━━ Exercise inputs
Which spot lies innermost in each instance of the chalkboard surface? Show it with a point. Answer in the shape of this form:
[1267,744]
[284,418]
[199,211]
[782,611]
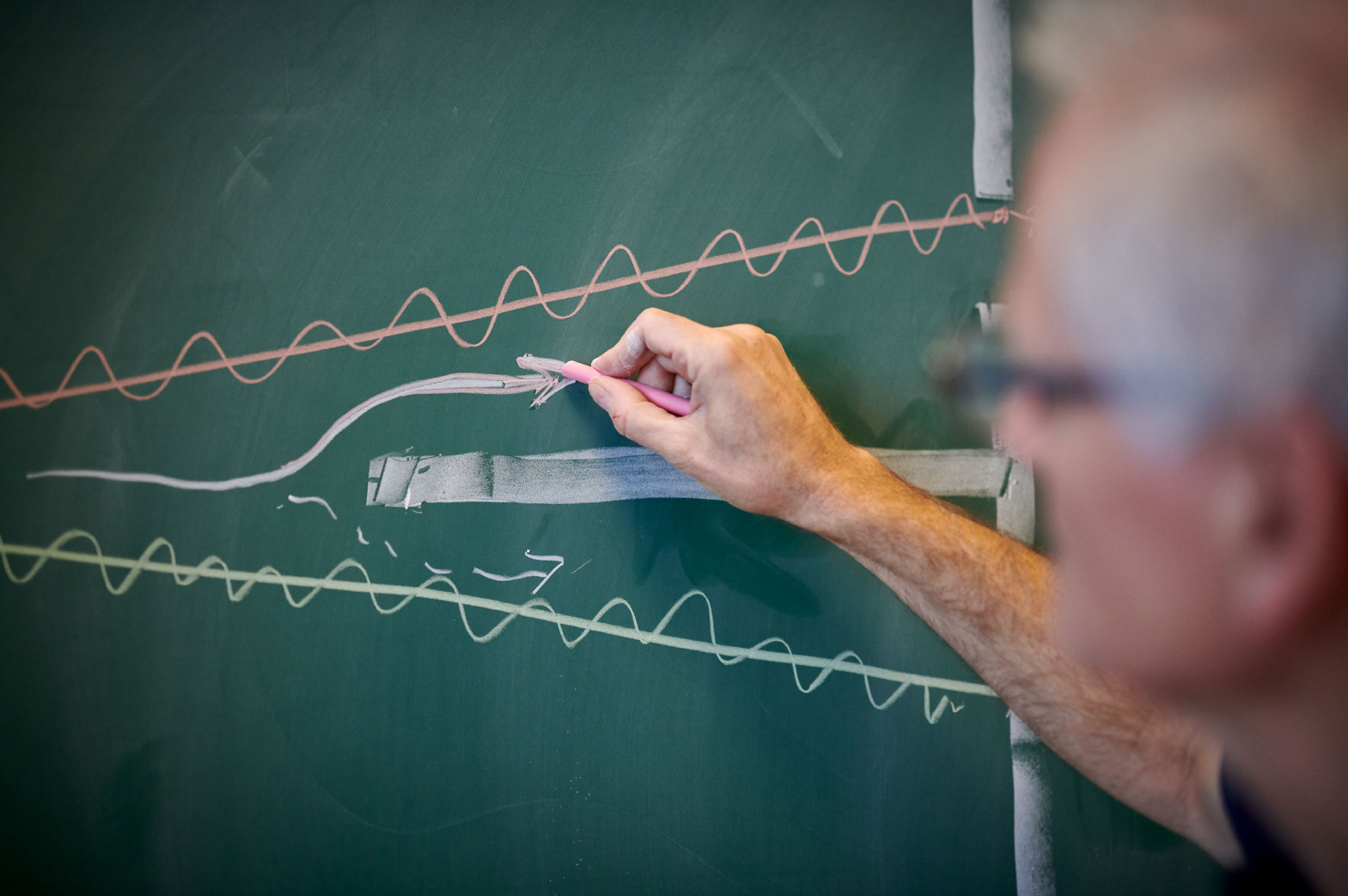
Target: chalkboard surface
[357,695]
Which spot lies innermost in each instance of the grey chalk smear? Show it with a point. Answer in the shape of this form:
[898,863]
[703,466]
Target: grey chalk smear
[599,475]
[991,100]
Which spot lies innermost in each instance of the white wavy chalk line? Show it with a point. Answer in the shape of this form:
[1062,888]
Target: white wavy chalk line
[539,610]
[543,383]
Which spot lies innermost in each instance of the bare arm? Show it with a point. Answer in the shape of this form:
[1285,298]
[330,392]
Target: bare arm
[762,443]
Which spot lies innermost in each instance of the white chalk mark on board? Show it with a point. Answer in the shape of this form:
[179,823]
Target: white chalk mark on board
[626,474]
[808,114]
[991,100]
[313,499]
[246,165]
[547,558]
[540,383]
[537,608]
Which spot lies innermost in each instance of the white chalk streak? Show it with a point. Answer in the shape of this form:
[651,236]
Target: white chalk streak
[495,577]
[627,475]
[537,608]
[808,114]
[313,499]
[991,100]
[452,383]
[1033,831]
━━━━
• Aim of the task
Restate all entries above exactly, but not the images.

• Task solution
Which spot lies innermost in each instance of the chalkboard surface? Show it with a point. Answer in the shape of this form:
[1267,744]
[284,418]
[199,211]
[782,611]
Target: chalkboard surface
[357,695]
Which spot lies innermost in each instance of the grey chalk smear? Show it with a point. Answer in the shape of this form:
[898,863]
[703,466]
Target: grey chalk smear
[599,475]
[991,100]
Which spot lies innermost in each instance of the white wavy chalk line? Show it with a point. Answer in the shape of this form:
[1062,888]
Target: white wavy chalk line
[539,610]
[543,383]
Which spot lies innermost in each instance of the bare arm? Show it with a point. Answer in the shape of this form:
[1285,298]
[330,392]
Target: bare arm
[762,443]
Which spot lies innermost in each instance of the white chalk mark on board? Show it with a point. Answer in the shape of this form:
[179,823]
Target: white chalk mark on board
[626,474]
[808,114]
[991,100]
[313,499]
[246,165]
[547,558]
[540,383]
[537,608]
Which spot lies innermost in each instance of the white chalk streak? Show it with a point. Answer in the shape of this form:
[651,236]
Target: white chalk streak
[495,577]
[627,475]
[537,608]
[808,114]
[313,499]
[991,100]
[452,383]
[1033,831]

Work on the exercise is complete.